▶ **Kurze Aufgabe 1**: Wie oft erklingt laut dem Text über Notation 7 der akzentuierte Klageruf im gesamten Stück?
▶ **Kurze Aufgabe 2**: Erkläre anhand des Textes über Notation 7, warum die Quinten und Quarten der Ostinato-Schicht sowie der zweite Ton des Klagerufs in wechselnder Dauer erklingen.
▶ **Kurze Aufgabe 3**: Setze den Text über Notation 7 nach seinem letzten Satz fort.

Abb. 3: Zwölftonreihe der Notations (Grundgestalt)
Ein eindrückliches Beispiel für die Arbeit mit einem extrem reduzierten musikalischen Material bildet Notation 7 (vgl. Abb. 3 und 4 sowie die interaktive Partitur von Notation 7 in der Rubrik Die Musik entdecken auf dieser Website). Das gesamte Stück basiert auf drei verschiedenen Bausteinen, die Boulez aus der segmentierten Grundreihe gewonnen hat:
(A) eine zwischen der Quinte h-fis' und der Quarte c'-f' alternierende, ostinate Begleitschicht in der linken Hand (Reihentöne 11/12 und 7/8);
(B) ein akzentuierter, jambischer Klageruf auf den Tönen cis''-g' (Reihentöne 9/10), der während des gesamten Stückes genau siebenmal (!) in der rechten Hand erklingt;
(C) eine Folge ausdrucksvoller melodischer Gesten in der rechten Hand, die mit dem Klageruf alternieren und die die noch fehlenden Reihentöne 1–6 exponieren.
Die harmonische bzw. melodische Gestalt der ostinaten Begleitschicht und des akzentuierten Klagerufes bleibt während des gesamten Stückes konstant. Die melodischen Gesten hingegen, die in Takt 2 mit der zweitönigen Figur as''-b' beginnen, verändern sich. Sie gewinnen zunehmend an Länge, dehnen sich im Tonraum aus und werden zum Ende des Stückes hin immer ornamentaler. Zwei fixierte Bausteine (A und B) stehen also einem variablen gegenüber (C).
Abb. 4: Pierre Boulez: Notation 7, Takt 1–4
Doch auch bei den beiden fixierten Bausteinen gibt es ein Moment der Überraschung. Der Invarianz auf der Ebene der Tonhöhe und Gestalt steht nämlich eine Variabilität auf der Ebene der Tondauer gegenüber. So erklingen die Quinten und Quarten der langsamen Ostinato-Schicht in immer anderer, unvorhersehbarer Länge (zwischen 8 und 31 Sechzehntel). Und auch der zweite Ton des Klagerufs verändert bei jedem Erklingen seine Dauer. Das Ziel dieses kompositorischen Spiels mit der irregulären Verkürzung oder Verlängerung der Klänge ist die rhythmische Belebung des Tonsatzes und die Durchkreuzung von Hörerwartungen. Während die Fixierung der harmonischen bzw. melodischen Gestalt unveränderte Wiederholung suggeriert, wird diese Erwartung durch die variable Dauer konterkariert.
Abb. 5: Pierre Boulez: Abschrift von Anton Weberns Variationen für Klavier op. 27, 2. Satz sowie 3. Satz, Takt 1-21 (Paul Sacher Stiftung Basel)

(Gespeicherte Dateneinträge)
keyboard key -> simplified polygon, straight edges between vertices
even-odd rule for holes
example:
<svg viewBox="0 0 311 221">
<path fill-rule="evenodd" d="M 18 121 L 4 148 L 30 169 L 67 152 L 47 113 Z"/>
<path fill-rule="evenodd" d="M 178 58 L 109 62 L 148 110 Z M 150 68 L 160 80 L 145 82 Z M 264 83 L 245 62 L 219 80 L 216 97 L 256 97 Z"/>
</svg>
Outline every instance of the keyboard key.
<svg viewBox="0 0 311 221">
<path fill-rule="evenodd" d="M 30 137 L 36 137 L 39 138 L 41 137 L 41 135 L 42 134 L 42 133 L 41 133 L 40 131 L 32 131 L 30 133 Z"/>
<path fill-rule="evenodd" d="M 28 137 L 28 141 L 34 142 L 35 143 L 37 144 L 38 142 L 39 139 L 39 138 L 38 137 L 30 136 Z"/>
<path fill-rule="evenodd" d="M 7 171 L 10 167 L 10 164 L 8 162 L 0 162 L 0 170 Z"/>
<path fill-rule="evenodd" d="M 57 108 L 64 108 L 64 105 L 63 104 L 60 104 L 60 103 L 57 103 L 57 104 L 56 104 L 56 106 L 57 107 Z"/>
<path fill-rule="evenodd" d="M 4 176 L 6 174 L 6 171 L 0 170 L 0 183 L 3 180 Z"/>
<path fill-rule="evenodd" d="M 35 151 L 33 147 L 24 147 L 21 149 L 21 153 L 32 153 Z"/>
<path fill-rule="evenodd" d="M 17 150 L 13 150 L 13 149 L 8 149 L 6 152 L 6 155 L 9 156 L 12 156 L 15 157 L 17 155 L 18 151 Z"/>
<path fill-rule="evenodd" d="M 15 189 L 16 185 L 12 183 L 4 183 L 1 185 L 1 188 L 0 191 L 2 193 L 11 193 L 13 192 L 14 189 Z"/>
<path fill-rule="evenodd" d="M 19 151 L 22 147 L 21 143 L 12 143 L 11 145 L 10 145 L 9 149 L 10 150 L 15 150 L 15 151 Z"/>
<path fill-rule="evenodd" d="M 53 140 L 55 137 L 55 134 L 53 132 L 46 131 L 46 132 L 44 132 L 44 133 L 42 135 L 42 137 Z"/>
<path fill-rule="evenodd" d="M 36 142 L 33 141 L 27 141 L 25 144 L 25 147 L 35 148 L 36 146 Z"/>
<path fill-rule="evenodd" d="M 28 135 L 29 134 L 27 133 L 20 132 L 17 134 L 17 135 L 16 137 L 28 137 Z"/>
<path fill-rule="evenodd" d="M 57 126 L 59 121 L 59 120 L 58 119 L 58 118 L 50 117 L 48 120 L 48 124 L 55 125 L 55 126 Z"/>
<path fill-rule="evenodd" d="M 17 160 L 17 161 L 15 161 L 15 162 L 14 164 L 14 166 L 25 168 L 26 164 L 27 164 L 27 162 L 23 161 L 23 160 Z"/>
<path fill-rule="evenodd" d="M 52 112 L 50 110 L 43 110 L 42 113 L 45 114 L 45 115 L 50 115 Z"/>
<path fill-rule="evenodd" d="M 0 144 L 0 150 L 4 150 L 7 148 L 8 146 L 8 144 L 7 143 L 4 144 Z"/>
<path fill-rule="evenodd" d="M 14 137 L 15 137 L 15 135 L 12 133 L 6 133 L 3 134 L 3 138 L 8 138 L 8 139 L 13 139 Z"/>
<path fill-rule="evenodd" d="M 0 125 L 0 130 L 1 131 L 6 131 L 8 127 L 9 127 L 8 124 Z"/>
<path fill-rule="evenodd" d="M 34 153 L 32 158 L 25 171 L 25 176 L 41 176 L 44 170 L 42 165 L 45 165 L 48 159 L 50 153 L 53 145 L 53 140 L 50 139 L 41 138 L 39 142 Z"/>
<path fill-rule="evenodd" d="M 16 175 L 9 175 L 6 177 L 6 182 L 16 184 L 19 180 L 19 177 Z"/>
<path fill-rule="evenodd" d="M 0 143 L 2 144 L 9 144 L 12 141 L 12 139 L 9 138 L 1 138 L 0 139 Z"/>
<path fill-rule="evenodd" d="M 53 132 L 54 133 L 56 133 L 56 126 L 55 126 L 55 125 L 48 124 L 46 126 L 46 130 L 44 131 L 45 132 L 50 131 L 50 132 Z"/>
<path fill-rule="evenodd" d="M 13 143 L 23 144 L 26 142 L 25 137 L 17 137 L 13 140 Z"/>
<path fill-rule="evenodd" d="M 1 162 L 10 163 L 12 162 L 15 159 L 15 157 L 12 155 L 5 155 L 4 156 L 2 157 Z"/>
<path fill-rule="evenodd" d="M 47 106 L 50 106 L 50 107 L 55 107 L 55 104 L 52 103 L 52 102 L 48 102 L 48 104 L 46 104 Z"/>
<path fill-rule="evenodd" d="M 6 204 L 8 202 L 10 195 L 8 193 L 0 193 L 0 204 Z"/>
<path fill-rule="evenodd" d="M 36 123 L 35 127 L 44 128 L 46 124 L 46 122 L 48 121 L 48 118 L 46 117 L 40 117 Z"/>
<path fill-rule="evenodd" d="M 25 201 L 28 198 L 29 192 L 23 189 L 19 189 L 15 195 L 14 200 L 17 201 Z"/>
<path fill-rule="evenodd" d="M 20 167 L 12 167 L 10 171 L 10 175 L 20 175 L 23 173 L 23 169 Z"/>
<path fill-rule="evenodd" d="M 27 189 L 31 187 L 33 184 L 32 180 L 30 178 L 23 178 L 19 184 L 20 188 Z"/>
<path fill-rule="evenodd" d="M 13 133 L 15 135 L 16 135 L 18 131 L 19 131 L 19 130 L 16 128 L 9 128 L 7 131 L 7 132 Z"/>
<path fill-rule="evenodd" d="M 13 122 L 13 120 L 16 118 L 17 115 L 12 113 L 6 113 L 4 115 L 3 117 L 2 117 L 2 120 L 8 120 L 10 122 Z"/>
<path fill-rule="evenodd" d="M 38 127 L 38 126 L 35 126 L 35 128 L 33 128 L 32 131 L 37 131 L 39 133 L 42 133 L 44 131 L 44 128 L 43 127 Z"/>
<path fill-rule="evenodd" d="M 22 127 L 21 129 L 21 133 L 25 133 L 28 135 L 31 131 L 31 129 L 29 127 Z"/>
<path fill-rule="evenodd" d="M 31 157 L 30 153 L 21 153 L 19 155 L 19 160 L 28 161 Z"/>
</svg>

▶ **Ergebnis 1**: Genau siebenmal, jeweils in der rechten Hand.

▶ **Ergebnis 2**: Die irreguläre Verkürzung oder Verlängerung der Klänge soll den Tonsatz rhythmisch beleben und Hörerwartungen durchkreuzen. Die feste Tonhöhe und Gestalt legen eine unveränderte Wiederholung nahe, doch diese Erwartung wird durch die variable Dauer konterkariert.

▶ **Ergebnis 3**:
Auf der Ebene des Tonmaterials arbeitet Boulez in Notation 7 mit einer weiteren, selbst gesetzten Begrenzung. So erklingen die Töne der dem Stück zugrundeliegenden Zwölftonreihe immer in derselben Oktavlage (z.B. der Ton cis immer als cis''). Die einzige Abweichung von diesem Prinzip erfolgt in Takt 8. Hier erscheint der Ton as, der normalerweise als as'' erklingt, als melodischer Hochton as'''. Angeregt wurde diese Registerfixierung des Tonsatzes mit großer Wahrscheinlichkeit durch die Musik Anton Weberns. Denn der 1. Satz der Symphonie op. 21, den Boulez Anfang Dezember 1945 erstmals im Konzert hörte und möglicherweise schon zuvor mit Leibowitz [+] studiert hatte, benutzt genau dieses Verfahren der Tonhöhenorganisation (vgl. hierzu den Essay Ein musikalisches Gesellenstück in der Rubrik „Das Werk und seine Kontexte‟).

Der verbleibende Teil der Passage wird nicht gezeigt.